- CONSEGNA 1
Stabilisci se le affermazioni (a), (b) e (c) concordano con il brano sull'egemonia tecnologica. Per ciascuna rispondi sì o no e riporta tra virgolette le parole del brano che lo decidono. (a) L'Expo si svolge su un'area espositiva di 100.000 metri quadrati. (b) Secondo il rapporto citato, l'UE conta più operatori nel settore dell'IA rispetto alla Cina. (c) Tianjin si trova a nord-ovest di Pechino.
- CONSEGNA 2
Prosegui il brano sull'egemonia tecnologica a partire dalla sua ultima frase.

- BRANO
|---|

La corsa all’egemonia tecnologica: UE, Cina e la sfida della sovranità digitale
Riflessioni a margine dell’Expo Mondiale dell’Intelligenza 2024, inaugurato a Tianjin. Caligiuri (SOCINT): “Questione strategica, per la competitività economica e per la sicurezza nazionale” .
Nel panorama geopolitico contemporaneo, la tecnologia si afferma come il nuovo terreno di confronto tra le potenze globali. L’Expo mondiale dell’Intelligenza 2024 (WIC), inaugurato nei giorni scorsi a Tianjin – città sulla costa del Mar Bohai, insenatura del Mar Giallo, a sud-est di Pechino – offre uno spaccato di questa realtà, rimarcando la supremazia cinese nel settore dell’Intelligenza Artificiale (IA) e delle tecnologie digitali avanzate. L’evento, che vede la partecipazione di 550 aziende e istituzioni su un’area espositiva di 100.000 metri quadrati, non è solo una vetrina dell’innovazione, ma un chiaro segnale delle ambizioni cinesi di dominare il futuro tecnologico globale.
La posizione dell’Unione Europea in questo scenario è precaria, come evidenzia il rapporto della Understanding EU-China exposure. Il documento rivela che la Cina possiede quasi il doppio degli operatori nel settore dell’IA rispetto all’UE, posizionandosi a ridosso degli Stati Uniti. Questa disparità non si limita all’Intelligenza Artificiale, ma si estende a settori critici come la produzione di dispositivi e componenti elettronici avanzati, dove Cina e Taiwan detengono circa il 60% dei profitti delle 500 maggiori società pubbliche del settore, contro un esiguo 1% dell’UE.

|---|

- ESTRATTO DEL DATASET
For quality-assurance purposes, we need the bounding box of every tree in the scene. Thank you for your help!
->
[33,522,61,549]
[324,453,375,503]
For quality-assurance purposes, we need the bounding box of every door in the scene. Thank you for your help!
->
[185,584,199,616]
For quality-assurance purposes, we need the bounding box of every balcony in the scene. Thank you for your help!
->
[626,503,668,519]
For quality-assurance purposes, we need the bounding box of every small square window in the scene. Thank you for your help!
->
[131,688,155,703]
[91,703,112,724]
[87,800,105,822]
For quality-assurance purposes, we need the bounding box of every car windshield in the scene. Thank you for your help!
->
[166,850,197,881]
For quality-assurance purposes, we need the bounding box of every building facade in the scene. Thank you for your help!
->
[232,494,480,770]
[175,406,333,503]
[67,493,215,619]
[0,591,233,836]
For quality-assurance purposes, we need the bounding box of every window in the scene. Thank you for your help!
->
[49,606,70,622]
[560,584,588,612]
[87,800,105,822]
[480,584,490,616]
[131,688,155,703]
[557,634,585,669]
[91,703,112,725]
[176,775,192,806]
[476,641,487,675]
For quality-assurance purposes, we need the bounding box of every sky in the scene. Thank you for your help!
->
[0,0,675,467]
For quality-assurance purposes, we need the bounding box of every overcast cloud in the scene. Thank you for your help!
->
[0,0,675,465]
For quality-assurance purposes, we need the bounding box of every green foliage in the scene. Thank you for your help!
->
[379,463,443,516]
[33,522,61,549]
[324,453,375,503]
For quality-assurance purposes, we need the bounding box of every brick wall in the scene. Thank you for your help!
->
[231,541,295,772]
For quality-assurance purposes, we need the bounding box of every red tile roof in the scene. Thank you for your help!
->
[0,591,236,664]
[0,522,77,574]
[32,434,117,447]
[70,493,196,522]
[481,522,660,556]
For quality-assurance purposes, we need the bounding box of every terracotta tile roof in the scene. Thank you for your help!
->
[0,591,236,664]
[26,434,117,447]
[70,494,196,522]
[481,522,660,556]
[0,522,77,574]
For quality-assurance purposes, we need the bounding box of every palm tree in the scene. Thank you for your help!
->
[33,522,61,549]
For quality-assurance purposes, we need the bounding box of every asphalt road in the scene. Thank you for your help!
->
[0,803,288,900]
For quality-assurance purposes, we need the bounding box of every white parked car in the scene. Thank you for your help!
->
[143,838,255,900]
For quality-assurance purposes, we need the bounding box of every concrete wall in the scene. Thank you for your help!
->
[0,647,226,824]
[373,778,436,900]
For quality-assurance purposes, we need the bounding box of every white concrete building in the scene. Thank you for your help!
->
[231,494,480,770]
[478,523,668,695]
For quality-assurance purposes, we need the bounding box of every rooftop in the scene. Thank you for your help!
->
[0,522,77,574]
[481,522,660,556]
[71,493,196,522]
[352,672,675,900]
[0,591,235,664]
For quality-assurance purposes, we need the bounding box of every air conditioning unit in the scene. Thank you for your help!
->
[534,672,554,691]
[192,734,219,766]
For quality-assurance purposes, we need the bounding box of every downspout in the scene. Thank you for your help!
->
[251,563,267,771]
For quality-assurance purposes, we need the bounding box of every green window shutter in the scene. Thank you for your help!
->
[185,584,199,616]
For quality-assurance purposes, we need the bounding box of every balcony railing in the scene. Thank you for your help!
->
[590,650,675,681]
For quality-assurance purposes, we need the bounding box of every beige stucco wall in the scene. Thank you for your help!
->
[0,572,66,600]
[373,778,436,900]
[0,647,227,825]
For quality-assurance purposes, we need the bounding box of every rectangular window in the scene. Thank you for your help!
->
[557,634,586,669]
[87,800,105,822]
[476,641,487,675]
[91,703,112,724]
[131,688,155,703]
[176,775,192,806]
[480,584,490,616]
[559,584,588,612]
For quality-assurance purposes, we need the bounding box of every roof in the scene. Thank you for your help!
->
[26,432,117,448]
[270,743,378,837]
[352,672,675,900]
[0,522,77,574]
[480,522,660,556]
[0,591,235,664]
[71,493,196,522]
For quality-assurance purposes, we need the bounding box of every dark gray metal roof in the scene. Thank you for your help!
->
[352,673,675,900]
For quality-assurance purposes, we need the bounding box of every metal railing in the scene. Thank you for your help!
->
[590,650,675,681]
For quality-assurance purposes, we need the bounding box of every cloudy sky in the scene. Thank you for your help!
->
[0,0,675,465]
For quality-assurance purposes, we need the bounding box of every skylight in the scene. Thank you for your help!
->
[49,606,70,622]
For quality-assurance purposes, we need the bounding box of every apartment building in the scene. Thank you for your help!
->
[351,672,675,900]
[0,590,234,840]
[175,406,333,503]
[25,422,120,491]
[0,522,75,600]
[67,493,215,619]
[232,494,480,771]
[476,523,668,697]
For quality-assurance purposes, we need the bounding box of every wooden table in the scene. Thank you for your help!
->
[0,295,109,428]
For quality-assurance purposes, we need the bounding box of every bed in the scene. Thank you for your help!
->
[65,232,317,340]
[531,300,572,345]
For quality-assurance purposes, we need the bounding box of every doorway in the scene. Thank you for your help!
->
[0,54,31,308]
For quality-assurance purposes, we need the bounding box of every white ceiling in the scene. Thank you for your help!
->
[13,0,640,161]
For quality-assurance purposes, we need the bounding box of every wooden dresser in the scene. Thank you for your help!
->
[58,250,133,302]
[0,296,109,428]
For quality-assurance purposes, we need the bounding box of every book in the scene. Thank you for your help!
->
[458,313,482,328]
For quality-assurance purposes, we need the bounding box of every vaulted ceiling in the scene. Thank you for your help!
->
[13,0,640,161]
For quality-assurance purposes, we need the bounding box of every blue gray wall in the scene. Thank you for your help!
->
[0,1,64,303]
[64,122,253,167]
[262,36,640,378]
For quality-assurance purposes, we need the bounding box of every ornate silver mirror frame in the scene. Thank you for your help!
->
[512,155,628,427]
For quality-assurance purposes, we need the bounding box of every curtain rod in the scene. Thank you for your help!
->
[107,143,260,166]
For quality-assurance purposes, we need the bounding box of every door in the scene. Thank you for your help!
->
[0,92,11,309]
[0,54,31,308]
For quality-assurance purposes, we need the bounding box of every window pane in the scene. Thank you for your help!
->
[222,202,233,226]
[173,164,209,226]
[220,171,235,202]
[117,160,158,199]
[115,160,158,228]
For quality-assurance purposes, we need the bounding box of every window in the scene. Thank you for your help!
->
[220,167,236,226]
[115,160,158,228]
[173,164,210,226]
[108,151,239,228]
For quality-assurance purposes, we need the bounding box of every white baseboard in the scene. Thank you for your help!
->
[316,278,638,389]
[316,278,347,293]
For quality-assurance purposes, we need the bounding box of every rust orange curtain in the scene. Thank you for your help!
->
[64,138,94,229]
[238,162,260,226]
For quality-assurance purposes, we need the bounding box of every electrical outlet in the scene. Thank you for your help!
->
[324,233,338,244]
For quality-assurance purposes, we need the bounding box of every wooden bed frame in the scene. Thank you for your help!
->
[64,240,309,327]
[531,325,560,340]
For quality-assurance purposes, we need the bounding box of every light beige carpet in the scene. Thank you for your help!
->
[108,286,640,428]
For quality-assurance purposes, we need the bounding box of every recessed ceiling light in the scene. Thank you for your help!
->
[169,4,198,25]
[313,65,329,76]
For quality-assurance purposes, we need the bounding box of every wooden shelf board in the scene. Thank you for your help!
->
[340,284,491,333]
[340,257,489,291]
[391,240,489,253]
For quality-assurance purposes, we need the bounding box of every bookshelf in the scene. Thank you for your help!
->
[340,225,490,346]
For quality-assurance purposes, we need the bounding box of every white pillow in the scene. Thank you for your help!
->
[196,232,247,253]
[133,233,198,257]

|---|

- RISPOSTA SCRITTA 1
(a) Sì: «su un’area espositiva di 100.000 metri quadrati».
(b) No: «la Cina possiede quasi il doppio degli operatori nel settore dell’IA rispetto all’UE».
(c) No: «a sud-est di Pechino».

- RISPOSTA SCRITTA 2
La vulnerabilità europea – così come emerge anche dalla Relazione annuale dell’Intelligence presentata al Parlamento lo scorso febbraio – si manifesta, in primo luogo, nella dipendenza dal mercato cinese per le esportazioni di tecnologie critiche, in aumento vertiginoso. La Cina, dal canto suo, persegue una strategia globale volta a colmare le lacune tecnologiche interne e a raggiungere l’indipendenza nei settori trainanti. Un sogno che si riflette non solo nella produzione, ma anche nell’efficienza creativa, dimostrando una forte capacità di trasformare l’innovazione in potenziale commerciale. Netto, per l’UE, è il divario nel settore delle start-up e delle scale-up, nei comparti digitale, elettronica, IA e deep tech, dove la Cina detiene una supremazia schiacciante. L’UE mostra invece maggiore forza nei settori dell’energia pulita e delle biotecnologie, ma ciò potrebbe non essere sufficiente per mantenere una posizione competitiva nell’economia digitale del futuro.
“La questione della sovranità tecnologica – sottolinea Mario Caligiuri, presidente della Società Italiana di Intelligence (SOCINT) e direttore del Master in Intelligence dell’Università della Calabria – è cruciale in questo contesto”. Per il docente, la capacità di un’entità politica di sviluppare, produrre e mantenere tecnologie critiche, senza dipendere da attori esterni, è imprescindibile, “non solo per la competitività economica, ma anche per la sicurezza nazionale e la capacità di promuovere standard etici e normativi allineati ai valori di riferimento”.
L’UE si trova, dunque, fronte a un imperativo: bilanciare collaborazione internazionale e interessi strategici, e per affrontare questa sfida dovrà adottare un approccio multidimensionale. Il che significa, incoraggiare l’integrazione tra ricerca accademica e applicazione industriale e sostenere politiche che favoriscano la resilienza delle catene di approvvigionamento riducendo le dipendenze disfunzionali.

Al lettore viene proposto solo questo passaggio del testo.